INPUT MATERIAL Start Marker

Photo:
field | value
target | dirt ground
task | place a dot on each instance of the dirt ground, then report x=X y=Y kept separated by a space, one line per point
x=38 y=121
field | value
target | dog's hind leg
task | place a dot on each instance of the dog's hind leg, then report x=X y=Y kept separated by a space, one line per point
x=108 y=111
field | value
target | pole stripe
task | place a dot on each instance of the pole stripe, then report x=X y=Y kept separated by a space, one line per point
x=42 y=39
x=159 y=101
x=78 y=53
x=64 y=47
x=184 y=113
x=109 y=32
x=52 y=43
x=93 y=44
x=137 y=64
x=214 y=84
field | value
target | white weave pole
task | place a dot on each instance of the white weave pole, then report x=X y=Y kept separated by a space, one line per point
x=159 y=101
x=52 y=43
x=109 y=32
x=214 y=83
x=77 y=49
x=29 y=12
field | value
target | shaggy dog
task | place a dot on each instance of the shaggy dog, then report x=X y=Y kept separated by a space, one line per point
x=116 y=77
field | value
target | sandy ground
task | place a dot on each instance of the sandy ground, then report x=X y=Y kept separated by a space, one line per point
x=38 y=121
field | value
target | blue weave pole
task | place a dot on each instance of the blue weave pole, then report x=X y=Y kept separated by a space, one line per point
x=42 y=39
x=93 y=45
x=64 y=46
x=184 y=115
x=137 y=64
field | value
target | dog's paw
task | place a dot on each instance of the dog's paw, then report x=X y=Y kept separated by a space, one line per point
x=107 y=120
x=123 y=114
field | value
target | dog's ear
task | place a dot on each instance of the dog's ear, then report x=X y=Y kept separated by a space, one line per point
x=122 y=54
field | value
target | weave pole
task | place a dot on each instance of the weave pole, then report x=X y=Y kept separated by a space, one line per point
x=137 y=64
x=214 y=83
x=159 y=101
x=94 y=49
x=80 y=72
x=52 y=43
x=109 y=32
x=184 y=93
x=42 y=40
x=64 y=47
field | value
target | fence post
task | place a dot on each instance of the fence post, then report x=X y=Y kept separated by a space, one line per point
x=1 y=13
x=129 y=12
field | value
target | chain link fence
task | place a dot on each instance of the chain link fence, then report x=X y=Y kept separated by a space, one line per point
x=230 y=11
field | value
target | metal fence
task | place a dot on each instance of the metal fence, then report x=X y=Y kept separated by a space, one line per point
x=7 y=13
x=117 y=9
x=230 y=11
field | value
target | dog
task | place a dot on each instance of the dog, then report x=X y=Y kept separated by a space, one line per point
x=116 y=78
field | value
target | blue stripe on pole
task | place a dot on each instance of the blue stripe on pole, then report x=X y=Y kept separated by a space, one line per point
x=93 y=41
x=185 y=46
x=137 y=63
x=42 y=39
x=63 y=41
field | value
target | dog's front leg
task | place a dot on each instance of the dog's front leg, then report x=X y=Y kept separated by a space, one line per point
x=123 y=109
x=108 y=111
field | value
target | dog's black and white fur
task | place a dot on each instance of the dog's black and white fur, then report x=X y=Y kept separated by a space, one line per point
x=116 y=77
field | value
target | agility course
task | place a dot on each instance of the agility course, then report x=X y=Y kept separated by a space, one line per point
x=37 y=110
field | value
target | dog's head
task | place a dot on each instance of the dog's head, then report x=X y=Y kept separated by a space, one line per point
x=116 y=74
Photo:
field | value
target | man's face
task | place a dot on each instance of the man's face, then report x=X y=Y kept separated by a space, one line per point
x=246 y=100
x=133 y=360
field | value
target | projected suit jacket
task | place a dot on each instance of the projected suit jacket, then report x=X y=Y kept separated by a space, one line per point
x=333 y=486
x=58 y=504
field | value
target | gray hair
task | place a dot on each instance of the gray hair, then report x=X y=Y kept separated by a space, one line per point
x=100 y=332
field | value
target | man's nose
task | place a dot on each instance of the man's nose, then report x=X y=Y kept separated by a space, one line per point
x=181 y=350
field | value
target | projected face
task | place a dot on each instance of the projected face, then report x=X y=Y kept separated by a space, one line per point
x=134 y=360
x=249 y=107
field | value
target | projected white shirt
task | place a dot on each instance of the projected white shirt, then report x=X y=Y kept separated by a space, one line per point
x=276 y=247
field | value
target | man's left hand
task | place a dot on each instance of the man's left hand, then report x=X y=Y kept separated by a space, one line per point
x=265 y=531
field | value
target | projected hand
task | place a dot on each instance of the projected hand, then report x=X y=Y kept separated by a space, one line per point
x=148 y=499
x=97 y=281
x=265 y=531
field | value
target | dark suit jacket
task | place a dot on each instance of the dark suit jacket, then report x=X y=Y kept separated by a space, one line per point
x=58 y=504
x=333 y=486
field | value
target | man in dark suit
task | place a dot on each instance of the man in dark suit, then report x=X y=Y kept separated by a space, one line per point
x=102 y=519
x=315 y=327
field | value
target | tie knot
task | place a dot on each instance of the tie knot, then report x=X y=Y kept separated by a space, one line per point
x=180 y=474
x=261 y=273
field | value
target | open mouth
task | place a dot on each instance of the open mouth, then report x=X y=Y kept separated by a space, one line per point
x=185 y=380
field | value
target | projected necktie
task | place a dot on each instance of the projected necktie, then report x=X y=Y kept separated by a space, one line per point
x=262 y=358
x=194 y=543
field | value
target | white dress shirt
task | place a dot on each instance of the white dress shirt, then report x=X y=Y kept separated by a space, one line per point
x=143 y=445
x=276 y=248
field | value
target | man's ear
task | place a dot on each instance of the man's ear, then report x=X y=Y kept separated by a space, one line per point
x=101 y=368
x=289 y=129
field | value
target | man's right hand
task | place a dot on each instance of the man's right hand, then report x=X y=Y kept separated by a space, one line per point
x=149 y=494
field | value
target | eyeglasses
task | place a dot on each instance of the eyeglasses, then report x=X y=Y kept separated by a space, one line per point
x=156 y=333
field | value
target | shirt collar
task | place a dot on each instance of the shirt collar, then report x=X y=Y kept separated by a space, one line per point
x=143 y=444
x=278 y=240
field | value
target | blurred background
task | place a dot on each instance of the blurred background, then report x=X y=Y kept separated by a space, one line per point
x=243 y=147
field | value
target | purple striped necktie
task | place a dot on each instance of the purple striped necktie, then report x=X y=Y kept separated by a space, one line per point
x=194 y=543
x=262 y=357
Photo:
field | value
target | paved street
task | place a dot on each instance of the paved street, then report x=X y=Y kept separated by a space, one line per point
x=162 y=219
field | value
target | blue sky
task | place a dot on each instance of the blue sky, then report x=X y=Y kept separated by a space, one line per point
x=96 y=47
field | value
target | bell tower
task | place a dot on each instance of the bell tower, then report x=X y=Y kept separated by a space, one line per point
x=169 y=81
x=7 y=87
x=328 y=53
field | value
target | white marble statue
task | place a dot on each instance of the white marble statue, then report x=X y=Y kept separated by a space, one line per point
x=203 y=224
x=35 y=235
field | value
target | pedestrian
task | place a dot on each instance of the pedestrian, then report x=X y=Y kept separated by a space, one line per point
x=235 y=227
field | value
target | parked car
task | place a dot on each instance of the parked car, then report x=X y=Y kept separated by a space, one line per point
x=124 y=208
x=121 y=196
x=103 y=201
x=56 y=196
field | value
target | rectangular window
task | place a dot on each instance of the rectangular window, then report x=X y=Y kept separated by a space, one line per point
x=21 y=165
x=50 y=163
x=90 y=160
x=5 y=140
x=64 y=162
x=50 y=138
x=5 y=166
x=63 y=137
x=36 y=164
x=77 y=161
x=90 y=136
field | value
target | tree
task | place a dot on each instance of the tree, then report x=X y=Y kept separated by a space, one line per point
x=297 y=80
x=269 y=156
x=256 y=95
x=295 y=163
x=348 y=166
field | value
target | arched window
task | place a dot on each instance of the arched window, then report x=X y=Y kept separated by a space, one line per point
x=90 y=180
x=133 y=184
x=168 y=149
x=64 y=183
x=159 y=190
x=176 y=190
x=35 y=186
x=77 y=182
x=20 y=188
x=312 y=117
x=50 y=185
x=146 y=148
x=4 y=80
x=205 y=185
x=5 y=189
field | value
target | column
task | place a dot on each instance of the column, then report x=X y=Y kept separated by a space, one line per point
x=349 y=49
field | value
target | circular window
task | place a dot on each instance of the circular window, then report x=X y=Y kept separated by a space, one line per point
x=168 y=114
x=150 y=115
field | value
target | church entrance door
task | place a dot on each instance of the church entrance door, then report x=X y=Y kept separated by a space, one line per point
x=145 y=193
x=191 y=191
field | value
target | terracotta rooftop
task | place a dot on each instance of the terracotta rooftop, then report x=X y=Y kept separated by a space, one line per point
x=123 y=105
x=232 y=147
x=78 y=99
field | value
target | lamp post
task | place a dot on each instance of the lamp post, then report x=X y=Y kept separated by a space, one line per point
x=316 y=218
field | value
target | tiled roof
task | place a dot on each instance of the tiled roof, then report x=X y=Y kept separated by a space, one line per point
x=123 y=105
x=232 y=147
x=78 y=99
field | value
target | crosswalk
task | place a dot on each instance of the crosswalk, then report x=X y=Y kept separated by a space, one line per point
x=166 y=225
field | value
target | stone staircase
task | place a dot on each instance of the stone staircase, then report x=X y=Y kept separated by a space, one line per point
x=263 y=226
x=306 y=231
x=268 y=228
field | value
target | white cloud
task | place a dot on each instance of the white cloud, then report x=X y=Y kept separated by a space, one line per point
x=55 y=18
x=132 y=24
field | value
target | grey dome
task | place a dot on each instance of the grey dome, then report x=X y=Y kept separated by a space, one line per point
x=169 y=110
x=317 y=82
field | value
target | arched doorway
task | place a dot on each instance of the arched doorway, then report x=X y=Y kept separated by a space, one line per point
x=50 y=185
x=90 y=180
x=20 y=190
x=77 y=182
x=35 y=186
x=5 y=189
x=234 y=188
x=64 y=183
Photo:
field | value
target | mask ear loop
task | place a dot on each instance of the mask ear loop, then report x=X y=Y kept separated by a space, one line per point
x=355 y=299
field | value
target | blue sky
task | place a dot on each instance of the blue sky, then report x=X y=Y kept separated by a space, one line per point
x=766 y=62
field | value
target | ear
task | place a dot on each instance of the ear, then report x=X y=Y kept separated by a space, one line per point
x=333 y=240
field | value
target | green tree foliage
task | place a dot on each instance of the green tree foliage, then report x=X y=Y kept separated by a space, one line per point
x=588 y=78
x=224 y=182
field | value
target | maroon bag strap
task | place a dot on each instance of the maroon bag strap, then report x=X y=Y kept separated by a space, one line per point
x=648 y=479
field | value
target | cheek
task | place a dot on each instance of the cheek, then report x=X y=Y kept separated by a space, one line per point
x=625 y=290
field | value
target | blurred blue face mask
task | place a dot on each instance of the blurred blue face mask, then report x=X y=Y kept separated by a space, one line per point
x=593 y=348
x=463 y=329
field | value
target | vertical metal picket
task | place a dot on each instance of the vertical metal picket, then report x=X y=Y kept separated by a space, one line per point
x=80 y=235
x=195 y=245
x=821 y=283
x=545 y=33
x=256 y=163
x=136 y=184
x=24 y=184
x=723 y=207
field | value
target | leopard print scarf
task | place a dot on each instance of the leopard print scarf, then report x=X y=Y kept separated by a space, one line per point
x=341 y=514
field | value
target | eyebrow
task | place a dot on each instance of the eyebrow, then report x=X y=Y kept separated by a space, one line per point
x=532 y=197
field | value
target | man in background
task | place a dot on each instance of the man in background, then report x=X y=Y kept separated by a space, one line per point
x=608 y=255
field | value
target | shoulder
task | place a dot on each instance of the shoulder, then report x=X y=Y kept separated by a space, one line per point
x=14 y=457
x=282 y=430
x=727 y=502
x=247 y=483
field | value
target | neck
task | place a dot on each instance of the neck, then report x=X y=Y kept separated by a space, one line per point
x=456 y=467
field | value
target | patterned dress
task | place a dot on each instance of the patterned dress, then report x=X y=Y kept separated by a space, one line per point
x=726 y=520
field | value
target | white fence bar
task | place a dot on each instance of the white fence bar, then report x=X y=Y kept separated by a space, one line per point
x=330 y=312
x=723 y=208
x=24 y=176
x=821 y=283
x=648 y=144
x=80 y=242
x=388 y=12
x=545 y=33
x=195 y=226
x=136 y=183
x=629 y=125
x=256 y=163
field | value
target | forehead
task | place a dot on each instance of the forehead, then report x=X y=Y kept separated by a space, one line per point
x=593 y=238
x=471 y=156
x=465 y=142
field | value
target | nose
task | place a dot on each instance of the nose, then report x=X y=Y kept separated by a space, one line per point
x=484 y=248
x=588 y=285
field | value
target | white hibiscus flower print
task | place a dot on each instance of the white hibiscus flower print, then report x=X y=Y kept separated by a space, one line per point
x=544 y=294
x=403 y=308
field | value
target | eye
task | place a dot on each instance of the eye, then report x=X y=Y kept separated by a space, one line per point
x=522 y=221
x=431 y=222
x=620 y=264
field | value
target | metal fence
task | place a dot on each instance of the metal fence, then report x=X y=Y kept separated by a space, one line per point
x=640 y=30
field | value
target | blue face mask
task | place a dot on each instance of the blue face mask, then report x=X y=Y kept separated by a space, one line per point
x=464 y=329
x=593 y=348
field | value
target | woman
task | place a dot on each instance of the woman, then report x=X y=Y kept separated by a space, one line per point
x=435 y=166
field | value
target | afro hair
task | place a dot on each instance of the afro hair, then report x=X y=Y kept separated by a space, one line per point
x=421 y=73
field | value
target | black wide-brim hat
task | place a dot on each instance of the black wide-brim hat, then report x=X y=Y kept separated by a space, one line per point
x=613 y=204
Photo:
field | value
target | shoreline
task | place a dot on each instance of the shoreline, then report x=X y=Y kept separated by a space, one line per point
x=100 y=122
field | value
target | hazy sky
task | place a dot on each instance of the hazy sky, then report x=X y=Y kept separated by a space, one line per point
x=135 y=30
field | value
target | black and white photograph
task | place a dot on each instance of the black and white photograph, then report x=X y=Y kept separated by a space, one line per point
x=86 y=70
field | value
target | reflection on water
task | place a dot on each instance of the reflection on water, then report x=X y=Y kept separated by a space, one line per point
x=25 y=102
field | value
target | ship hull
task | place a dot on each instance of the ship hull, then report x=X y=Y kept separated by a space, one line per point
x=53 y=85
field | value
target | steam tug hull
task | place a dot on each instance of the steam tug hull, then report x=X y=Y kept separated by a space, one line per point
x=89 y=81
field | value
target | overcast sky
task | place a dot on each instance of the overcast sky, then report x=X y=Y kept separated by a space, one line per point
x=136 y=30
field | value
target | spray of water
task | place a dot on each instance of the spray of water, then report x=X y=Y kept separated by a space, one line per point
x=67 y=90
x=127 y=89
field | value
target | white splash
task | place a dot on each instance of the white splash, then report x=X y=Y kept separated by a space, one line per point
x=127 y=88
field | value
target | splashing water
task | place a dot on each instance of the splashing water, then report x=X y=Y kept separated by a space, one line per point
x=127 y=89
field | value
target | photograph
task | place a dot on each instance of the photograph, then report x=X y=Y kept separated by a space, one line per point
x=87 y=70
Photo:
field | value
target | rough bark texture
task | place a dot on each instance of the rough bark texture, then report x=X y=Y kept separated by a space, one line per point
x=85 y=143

INPUT MATERIAL End Marker

WORK ORDER. Please print verbatim each line from the first line of the entries above to the line that contains "target | dog's paw", inclusive, and nothing more.

RESPONSE TO THE TASK.
Photo:
field | value
target | dirt ground
task | place a dot on each instance of the dirt ground, then report x=X y=Y kept separated by a space, one line per point
x=38 y=121
field | value
target | dog's hind leg
task | place a dot on each instance of the dog's hind leg, then report x=X y=Y kept separated by a space, one line per point
x=108 y=111
field | value
target | pole stripe
task | place a dot on each instance of the pole stripe, then report x=X y=Y kept separated by a space, one line per point
x=42 y=39
x=159 y=101
x=78 y=53
x=64 y=47
x=184 y=113
x=109 y=32
x=52 y=43
x=93 y=44
x=137 y=64
x=214 y=84
field | value
target | white weave pole
task | place a dot on each instance of the white weave pole, then report x=X y=Y kept separated by a space, one line per point
x=159 y=101
x=52 y=43
x=109 y=32
x=214 y=83
x=77 y=49
x=29 y=12
field | value
target | shaggy dog
task | place a dot on each instance of the shaggy dog, then report x=X y=Y kept separated by a space, one line per point
x=116 y=77
field | value
target | sandy ground
task | place a dot on each instance of the sandy ground, then report x=X y=Y kept separated by a space, one line per point
x=38 y=121
field | value
target | blue weave pole
task | place a dot on each instance of the blue weave pole, then report x=X y=Y kept separated by a space, one line per point
x=42 y=39
x=93 y=45
x=64 y=46
x=184 y=115
x=137 y=64
field | value
target | dog's paw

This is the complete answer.